▶ **Items**:
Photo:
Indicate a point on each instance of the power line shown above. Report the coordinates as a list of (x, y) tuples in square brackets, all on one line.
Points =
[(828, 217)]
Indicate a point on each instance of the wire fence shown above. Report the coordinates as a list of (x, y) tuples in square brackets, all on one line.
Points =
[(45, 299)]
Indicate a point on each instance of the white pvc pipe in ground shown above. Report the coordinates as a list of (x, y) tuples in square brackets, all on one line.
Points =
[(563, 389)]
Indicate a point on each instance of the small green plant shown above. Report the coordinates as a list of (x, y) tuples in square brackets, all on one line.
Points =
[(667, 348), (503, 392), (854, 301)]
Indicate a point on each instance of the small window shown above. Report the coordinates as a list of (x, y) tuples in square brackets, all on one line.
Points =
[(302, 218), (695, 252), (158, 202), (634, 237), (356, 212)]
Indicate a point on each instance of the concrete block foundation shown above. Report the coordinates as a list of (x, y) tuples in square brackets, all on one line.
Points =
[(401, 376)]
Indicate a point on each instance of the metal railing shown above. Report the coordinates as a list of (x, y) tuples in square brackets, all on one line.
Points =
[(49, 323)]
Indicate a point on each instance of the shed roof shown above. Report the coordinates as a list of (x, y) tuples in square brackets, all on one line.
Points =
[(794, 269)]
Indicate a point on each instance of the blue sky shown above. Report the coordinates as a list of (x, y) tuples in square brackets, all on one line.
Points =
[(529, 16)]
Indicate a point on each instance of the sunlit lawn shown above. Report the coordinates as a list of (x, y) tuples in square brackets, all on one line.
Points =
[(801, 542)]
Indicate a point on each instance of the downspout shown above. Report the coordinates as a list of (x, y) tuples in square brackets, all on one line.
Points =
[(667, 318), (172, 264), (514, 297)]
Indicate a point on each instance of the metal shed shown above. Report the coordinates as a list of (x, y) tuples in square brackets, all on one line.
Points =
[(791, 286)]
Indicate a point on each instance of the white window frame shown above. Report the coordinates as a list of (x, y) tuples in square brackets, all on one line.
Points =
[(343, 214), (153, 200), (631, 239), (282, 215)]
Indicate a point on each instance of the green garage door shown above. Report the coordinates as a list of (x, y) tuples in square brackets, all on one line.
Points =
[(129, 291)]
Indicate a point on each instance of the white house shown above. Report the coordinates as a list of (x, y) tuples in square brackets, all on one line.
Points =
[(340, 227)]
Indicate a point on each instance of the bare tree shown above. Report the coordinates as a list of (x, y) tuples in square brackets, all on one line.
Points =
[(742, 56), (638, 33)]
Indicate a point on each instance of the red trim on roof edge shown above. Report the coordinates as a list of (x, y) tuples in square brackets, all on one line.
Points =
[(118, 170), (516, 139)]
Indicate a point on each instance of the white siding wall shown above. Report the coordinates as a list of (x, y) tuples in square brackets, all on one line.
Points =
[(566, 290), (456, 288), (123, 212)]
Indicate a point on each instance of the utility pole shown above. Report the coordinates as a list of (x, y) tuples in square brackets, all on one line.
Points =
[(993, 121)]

▶ **Problem description**: Please echo everything from the first line down to the line containing "[(667, 348), (503, 392), (854, 301)]", both included, word for word.

▶ **The result**:
Photo:
Indicate a point on each instance of the power line shown above. Report the coordinates as a list of (x, y) tuples in square brackets, all on one line.
Points =
[(828, 217)]
Indicate a point on each instance of the wire fence shown above. Report the coordinates as a list of (x, y) tuples in square brackets, all on one line.
Points =
[(45, 299)]
Indicate a point on each instance of the white pvc pipe in ground shown above. Report the coordinates as a list of (x, y) tuples in square brackets, all on one line.
Points =
[(563, 389)]
Indicate a point on each instance of the small green plant shown above. Report the coordinates as a list of (x, y) tuples in square brackets, all on one line.
Points =
[(667, 348), (503, 392), (854, 301)]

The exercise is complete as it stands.